> **SUPPLIED RECORDS**
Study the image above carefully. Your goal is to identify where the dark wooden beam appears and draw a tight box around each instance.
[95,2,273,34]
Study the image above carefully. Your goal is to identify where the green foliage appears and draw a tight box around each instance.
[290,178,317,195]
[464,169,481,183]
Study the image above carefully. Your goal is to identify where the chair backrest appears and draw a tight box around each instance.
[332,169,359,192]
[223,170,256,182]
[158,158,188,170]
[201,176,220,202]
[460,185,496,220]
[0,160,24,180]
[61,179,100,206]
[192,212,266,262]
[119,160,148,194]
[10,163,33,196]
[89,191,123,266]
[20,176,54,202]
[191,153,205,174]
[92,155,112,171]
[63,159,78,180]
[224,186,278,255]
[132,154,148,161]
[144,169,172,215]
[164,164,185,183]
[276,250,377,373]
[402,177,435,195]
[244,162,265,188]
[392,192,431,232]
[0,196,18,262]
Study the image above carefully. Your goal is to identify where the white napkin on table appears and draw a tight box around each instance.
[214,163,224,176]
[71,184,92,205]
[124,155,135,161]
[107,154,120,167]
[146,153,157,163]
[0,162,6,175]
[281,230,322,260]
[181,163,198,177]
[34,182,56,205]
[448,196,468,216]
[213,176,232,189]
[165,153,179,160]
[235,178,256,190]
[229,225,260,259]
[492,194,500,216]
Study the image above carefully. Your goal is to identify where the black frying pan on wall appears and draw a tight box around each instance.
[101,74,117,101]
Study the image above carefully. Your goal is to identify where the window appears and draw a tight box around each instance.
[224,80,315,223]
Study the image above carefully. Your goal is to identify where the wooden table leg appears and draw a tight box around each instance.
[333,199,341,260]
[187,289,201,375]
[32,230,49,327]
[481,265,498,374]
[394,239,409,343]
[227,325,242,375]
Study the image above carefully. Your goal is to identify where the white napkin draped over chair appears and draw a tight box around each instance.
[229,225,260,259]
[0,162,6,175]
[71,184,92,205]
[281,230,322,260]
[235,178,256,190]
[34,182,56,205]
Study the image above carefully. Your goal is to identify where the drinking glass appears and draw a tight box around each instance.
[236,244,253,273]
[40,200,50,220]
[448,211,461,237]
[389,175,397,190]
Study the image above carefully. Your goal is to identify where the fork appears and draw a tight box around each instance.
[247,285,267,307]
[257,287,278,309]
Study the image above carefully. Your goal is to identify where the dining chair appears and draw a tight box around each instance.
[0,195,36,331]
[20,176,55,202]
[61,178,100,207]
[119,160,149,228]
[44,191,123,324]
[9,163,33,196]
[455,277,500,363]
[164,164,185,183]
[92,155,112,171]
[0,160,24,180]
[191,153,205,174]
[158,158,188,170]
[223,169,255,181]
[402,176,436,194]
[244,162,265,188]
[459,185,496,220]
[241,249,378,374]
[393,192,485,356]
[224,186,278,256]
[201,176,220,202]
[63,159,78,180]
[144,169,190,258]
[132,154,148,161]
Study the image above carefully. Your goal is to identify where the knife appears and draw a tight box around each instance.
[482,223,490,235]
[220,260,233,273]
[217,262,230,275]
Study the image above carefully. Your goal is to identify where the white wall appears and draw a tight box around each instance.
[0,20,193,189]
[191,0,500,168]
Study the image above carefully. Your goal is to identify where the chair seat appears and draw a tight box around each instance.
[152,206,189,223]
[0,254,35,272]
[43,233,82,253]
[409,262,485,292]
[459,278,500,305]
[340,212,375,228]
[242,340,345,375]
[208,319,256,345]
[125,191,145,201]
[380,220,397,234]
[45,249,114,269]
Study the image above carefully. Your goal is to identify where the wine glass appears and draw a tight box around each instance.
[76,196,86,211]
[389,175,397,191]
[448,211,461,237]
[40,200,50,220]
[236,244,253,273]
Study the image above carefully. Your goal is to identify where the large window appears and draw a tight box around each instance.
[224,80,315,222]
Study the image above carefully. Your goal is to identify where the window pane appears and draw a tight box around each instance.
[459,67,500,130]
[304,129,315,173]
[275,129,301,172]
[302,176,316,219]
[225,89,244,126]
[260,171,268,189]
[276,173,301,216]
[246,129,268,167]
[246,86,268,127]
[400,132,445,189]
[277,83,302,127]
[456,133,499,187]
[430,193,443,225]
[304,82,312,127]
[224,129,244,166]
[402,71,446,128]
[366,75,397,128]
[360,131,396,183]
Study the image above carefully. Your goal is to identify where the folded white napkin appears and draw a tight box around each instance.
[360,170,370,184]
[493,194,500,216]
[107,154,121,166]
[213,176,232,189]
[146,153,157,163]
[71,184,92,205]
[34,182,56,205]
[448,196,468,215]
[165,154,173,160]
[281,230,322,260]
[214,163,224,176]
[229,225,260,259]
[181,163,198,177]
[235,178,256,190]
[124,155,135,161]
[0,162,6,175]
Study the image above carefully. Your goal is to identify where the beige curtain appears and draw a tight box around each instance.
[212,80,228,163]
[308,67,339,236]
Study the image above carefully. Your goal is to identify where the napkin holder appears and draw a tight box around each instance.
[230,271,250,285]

> **ASSIGNMENT**
Every line from the one with "where the napkin" to the end of the records above should be returned exactly, and no other lines.

> **SOLUTION TO THIS PROBLEM**
Study the image above carefully. Your goal is to identify where the napkin holder appears and draw a tight box around each instance.
[230,271,250,285]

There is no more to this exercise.